Aim of the exercise:
Let your answer be the line containing "</instance>" and every line below it to the end of the records, copied exactly.

Data section: Begin

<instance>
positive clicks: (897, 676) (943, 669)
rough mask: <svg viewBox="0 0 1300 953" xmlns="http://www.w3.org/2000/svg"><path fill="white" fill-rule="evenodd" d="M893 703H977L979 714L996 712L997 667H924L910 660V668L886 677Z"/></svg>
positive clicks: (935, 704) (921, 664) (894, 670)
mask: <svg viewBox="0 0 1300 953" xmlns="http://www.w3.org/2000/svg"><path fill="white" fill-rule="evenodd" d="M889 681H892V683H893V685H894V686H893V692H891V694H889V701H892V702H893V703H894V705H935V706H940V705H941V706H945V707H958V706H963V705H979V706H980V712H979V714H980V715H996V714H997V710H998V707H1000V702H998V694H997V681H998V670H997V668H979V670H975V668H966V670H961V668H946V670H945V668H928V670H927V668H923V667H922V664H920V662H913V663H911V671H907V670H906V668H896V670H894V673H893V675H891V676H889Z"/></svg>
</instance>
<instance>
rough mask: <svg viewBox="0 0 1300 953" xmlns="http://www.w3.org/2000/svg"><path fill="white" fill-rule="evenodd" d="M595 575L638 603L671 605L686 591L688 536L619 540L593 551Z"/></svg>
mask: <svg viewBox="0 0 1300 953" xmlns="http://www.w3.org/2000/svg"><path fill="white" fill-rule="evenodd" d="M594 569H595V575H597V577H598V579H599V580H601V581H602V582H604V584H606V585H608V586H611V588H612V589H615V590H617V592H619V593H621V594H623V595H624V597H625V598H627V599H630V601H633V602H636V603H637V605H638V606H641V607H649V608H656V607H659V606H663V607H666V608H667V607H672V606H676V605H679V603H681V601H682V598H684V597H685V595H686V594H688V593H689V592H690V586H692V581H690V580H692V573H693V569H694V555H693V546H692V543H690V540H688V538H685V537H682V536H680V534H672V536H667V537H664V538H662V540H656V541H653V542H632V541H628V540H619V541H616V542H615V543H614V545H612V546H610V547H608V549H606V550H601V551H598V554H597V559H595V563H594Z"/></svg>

Data section: End

The completed task:
</instance>
<instance>
rough mask: <svg viewBox="0 0 1300 953" xmlns="http://www.w3.org/2000/svg"><path fill="white" fill-rule="evenodd" d="M595 575L638 603L671 605L686 591L688 536L619 540L593 551Z"/></svg>
mask: <svg viewBox="0 0 1300 953" xmlns="http://www.w3.org/2000/svg"><path fill="white" fill-rule="evenodd" d="M594 569H595V575H597V577H598V579H599V580H601V581H602V582H604V584H606V585H608V586H611V588H612V589H615V590H617V592H619V593H621V594H623V595H624V597H625V598H627V599H630V601H633V602H636V603H637V605H638V606H641V607H649V608H656V607H659V606H663V607H666V608H667V607H672V606H676V605H679V603H681V601H682V598H684V597H685V595H686V594H688V593H689V592H690V586H692V581H690V580H692V573H693V569H694V555H693V546H692V543H690V540H688V538H685V537H682V536H680V534H672V536H667V537H664V538H662V540H656V541H653V542H632V541H628V540H619V541H616V542H615V543H614V545H612V546H610V547H608V549H606V550H601V551H598V554H597V559H595V563H594Z"/></svg>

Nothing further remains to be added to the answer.